WRITTEN PROBLEM: From the records below, extract every line that contains the string "background". Matching is case-sensitive.
--- START OF GIVEN DATA ---
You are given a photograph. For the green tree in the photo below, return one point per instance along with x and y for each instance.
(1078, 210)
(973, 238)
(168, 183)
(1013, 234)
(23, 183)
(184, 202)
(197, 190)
--- END OF GIVEN DATA ---
--- START OF GIVEN DATA ---
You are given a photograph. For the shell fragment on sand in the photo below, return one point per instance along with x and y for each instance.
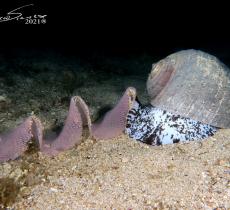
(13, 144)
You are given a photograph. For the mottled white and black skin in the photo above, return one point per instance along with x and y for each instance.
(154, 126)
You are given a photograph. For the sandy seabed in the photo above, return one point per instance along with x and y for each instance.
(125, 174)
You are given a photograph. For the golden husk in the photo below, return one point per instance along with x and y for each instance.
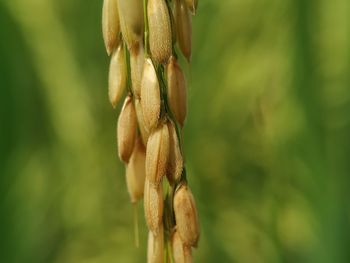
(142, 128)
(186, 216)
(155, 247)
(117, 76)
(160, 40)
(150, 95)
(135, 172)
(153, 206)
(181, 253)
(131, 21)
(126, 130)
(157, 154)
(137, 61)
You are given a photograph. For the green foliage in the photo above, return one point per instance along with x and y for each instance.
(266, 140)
--- END OF GIVEN DATA ---
--- START OF GIVEN DATA ---
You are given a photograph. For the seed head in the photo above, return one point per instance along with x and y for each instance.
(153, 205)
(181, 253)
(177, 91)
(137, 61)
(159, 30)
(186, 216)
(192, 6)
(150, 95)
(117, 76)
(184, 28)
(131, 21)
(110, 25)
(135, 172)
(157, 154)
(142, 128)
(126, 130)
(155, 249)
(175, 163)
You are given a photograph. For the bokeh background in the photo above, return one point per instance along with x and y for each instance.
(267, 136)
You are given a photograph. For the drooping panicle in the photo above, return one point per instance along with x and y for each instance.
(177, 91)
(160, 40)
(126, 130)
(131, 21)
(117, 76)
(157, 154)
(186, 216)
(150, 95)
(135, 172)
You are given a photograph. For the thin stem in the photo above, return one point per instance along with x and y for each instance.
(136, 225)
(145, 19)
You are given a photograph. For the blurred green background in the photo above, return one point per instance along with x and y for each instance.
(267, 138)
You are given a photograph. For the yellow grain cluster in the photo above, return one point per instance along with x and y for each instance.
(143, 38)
--- END OF GIVEN DATA ---
ANSWER:
You are given a photograph. For the bokeh background in the photo above, return one point per instance along with x and y for each instance.
You are given a photograph. For the blurred green background in the photo above, return one point per instance along with x and y for each instance.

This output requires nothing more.